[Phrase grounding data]

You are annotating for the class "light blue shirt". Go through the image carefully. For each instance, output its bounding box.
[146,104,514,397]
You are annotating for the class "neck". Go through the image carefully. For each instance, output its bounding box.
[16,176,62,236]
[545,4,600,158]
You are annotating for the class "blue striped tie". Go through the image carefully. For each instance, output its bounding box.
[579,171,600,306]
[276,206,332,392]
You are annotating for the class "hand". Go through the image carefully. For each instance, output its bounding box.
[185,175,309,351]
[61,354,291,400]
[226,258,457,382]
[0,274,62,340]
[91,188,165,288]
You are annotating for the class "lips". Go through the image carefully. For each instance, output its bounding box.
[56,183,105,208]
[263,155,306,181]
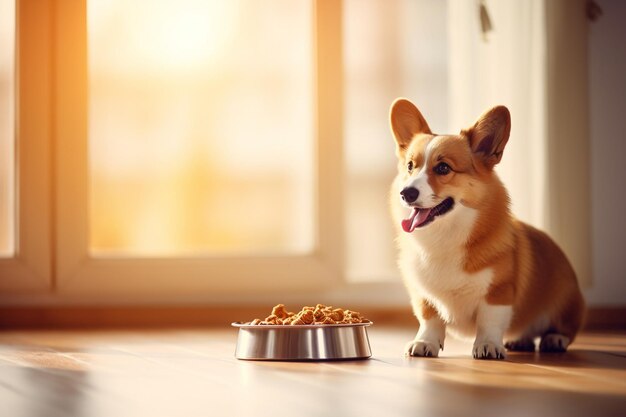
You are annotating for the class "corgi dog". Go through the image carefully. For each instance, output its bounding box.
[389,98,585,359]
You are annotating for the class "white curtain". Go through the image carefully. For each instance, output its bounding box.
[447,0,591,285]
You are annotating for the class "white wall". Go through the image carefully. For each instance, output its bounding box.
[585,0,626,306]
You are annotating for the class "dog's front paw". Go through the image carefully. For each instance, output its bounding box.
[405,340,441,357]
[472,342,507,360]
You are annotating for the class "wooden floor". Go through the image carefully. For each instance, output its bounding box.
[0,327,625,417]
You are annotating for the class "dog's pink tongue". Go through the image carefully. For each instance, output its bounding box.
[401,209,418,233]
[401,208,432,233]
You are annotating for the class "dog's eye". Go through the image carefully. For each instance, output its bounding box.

PROBLEM TO SOLVE:
Without copying any images, transcribe the records exactly as they stand.

OUTPUT OF THE EXERCISE:
You are annotating for the class "light blue shirt". Go through the image carefully. For each instance, output its bounding box.
[146,104,514,397]
You are annotating for the class "neck". Go through the image carefully. For each instance, output its bounding box.
[16,176,62,236]
[545,4,600,158]
You are annotating for the class "blue striped tie". Go through the image carefully. For each instance, output its bounding box.
[579,171,600,306]
[276,206,332,392]
You are annotating for the class "hand". Go through the image carefully. For each instance, output its bounding box.
[185,175,309,351]
[61,354,291,400]
[226,258,457,382]
[0,274,62,340]
[91,188,165,288]
You are annotating for the class "lips". Go through the image carefully. For each instance, output its bounding box.
[56,183,105,208]
[263,155,306,181]
You are annotating for the class "corgi dog". Go through the image carefully. For each instance, output its bounding box.
[389,98,585,359]
You are annotating for the class "white curtain". Go through the image carefully. For each instance, output its bounding box.
[447,0,591,285]
You are annotating for the class "white wall". Go through the image carefully. For each instance, output its bounding box.
[585,0,626,306]
You are annotating for the class "dog's front paw". Go through the image carefully. For each instance, output its bounding box.
[405,340,441,357]
[472,342,507,360]
You are annotating for the class "wooden floor". Go through the image carefully. For each instance, output its bounding box.
[0,327,625,417]
You are annotating for the class "dog's pink tongue". Go through the image carefully. For each instance, output its bounding box.
[401,209,418,233]
[401,208,432,233]
You are annotating for the class "dog's eye". Go through the image carefully. For each instance, output its bounding box.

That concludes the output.